Tasks:
[A] Edit the BGPsec article, beginning at the words "In this diagram, assume" and stopping after "AS65001, and AS65003.", and put "boundary" in place of "border".
[B] Resume the BGPsec article after its last sentence.

BGPsec and Reality
From time to time, someone publishes a new blog post lauding the wonderfulness of BGPsec, such as this one over at the Internet Society. In return, I sometimes feel like I am a broken record discussing the problems with the basic idea of BGPsec—while it can solve some problems, it creates a lot of new ones. Overall, BGPsec, as defined by the IETF Secure Interdomain (SIDR) working group is a “bad idea,” a classic study in the power of unintended consequences, and the fond hope that more processing power can solve everything. To begin, a quick review of the operation of BGPsec might be in order. Essentially, each AS in the AS Path signs the “BGP update” as it passes through the internetwork, as shown below.
In this diagram, assume AS65000 is originating some route at A, and advertising it to AS65001 and AS65002 at B and C. At B, the route is advertised with a cryptographic signature “covering” the first two hops in the AS Path, AS65000 and AS65001. At C, the route is advertised with a cryptogrphic signature “covering” the first two hops in the AS Path, AS65000 and AS65002. When F advertises this route to H, at the AS65001 to AS65003 border, it again signs the AS Path, including the AS F is advertising the route to, so the signed path includes AS65000, AS65001, and AS65003.

[Collected data]
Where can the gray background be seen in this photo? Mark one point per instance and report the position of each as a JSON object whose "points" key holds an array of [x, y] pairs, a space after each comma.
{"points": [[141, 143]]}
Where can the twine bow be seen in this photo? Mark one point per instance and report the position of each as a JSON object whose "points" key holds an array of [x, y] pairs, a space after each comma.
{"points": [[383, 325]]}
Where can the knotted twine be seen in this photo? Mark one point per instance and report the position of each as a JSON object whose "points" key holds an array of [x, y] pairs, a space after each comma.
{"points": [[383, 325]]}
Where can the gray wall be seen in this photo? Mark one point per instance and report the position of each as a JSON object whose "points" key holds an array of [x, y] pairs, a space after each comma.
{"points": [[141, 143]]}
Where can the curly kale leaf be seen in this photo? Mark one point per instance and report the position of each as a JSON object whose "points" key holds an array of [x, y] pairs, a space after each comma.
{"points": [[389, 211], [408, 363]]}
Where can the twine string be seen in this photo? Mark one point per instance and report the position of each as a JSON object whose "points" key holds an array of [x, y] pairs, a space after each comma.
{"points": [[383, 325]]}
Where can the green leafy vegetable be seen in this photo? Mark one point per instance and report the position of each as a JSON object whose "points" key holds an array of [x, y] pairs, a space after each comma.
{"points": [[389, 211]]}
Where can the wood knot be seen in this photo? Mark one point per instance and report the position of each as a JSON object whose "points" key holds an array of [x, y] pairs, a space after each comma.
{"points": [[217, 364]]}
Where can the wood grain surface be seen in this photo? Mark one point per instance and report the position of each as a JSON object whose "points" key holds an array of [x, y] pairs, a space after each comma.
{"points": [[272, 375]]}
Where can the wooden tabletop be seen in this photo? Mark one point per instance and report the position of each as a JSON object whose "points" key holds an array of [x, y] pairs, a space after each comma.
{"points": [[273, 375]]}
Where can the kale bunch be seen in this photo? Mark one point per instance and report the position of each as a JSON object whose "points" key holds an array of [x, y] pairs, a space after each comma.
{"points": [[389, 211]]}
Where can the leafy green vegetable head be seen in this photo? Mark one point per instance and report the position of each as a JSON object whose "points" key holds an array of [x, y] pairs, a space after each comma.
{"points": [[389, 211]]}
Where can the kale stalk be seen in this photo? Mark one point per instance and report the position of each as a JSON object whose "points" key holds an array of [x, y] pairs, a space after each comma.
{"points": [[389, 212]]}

Answers for this exercise:
[A]
In this diagram, assume AS65000 is originating some route at A, and advertising it to AS65001 and AS65002 at B and C. At B, the route is advertised with a cryptographic signature “covering” the first two hops in the AS Path, AS65000 and AS65001. At C, the route is advertised with a cryptogrphic signature “covering” the first two hops in the AS Path, AS65000 and AS65002. When F advertises this route to H, at the AS65001 to AS65003 boundary, it again signs the AS Path, including the AS F is advertising the route to, so the signed path includes AS65000, AS65001, and AS65003.

[B]
To validate the route, H can use AS65000’s public key to verify the signature over the first two hops in the AS Path. This shows that AS65000 not only did advertise the route to AS65001, but also that it intended to advertise this route to AS65001. In this way, according to the folks working on BGPsec, the intention of AS65000 is laid bare, and the “path of the update” is cryptographically verified through the network.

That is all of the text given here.